### Saved entries:

━━━━━━━━━━━━━━━━

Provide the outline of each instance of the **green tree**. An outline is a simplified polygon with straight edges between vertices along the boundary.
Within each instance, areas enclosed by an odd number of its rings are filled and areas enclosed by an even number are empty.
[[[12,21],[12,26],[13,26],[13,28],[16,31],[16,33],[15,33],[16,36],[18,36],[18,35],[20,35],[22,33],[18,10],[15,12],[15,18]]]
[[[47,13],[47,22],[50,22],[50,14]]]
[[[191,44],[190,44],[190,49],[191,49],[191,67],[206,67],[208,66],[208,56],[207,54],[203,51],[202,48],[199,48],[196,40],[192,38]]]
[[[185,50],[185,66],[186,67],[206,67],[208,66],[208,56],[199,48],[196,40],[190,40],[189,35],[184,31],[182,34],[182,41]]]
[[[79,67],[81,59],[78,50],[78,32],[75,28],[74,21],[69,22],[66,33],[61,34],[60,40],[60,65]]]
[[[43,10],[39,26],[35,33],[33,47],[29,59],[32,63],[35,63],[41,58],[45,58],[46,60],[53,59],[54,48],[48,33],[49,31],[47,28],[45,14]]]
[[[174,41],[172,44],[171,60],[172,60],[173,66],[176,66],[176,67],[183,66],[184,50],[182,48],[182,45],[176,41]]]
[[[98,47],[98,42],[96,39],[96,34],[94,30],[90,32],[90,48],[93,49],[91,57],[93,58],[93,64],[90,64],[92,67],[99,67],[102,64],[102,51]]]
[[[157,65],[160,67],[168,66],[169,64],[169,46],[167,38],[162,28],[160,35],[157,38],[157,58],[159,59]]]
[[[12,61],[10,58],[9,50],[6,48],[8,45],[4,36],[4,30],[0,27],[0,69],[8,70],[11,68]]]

━━━━━━━━━━━━━━━━

### TASK BRIEF:
Write out every line of the material as a numbered list, leaving out any blank lines.

### OUTPUT BELOW:
1. Provide the outline of each instance of the **green tree**. An outline is a simplified polygon with straight edges between vertices along the boundary.
2. Within each instance, areas enclosed by an odd number of its rings are filled and areas enclosed by an even number are empty.
3. [[[12,21],[12,26],[13,26],[13,28],[16,31],[16,33],[15,33],[16,36],[18,36],[18,35],[20,35],[22,33],[18,10],[15,12],[15,18]]]
4. [[[47,13],[47,22],[50,22],[50,14]]]
5. [[[191,44],[190,44],[190,49],[191,49],[191,67],[206,67],[208,66],[208,56],[207,54],[203,51],[202,48],[199,48],[196,40],[192,38]]]
6. [[[185,50],[185,66],[186,67],[206,67],[208,66],[208,56],[199,48],[196,40],[190,40],[189,35],[184,31],[182,34],[182,41]]]
7. [[[79,67],[81,59],[78,50],[78,32],[75,28],[74,21],[69,22],[66,33],[61,34],[60,40],[60,65]]]
8. [[[43,10],[39,26],[35,33],[33,47],[29,59],[32,63],[35,63],[41,58],[45,58],[46,60],[53,59],[54,48],[48,33],[49,31],[47,28],[45,14]]]
9. [[[174,41],[172,44],[171,60],[172,60],[173,66],[176,66],[176,67],[183,66],[184,50],[182,48],[182,45],[176,41]]]
10. [[[98,47],[98,42],[96,39],[96,34],[94,30],[90,32],[90,48],[93,49],[91,57],[93,58],[93,64],[90,64],[92,67],[99,67],[102,64],[102,51]]]
11. [[[157,65],[160,67],[168,66],[169,64],[169,46],[167,38],[162,28],[160,35],[157,38],[157,58],[159,59]]]
12. [[[12,61],[10,58],[9,50],[6,48],[8,45],[4,36],[4,30],[0,27],[0,69],[8,70],[11,68]]]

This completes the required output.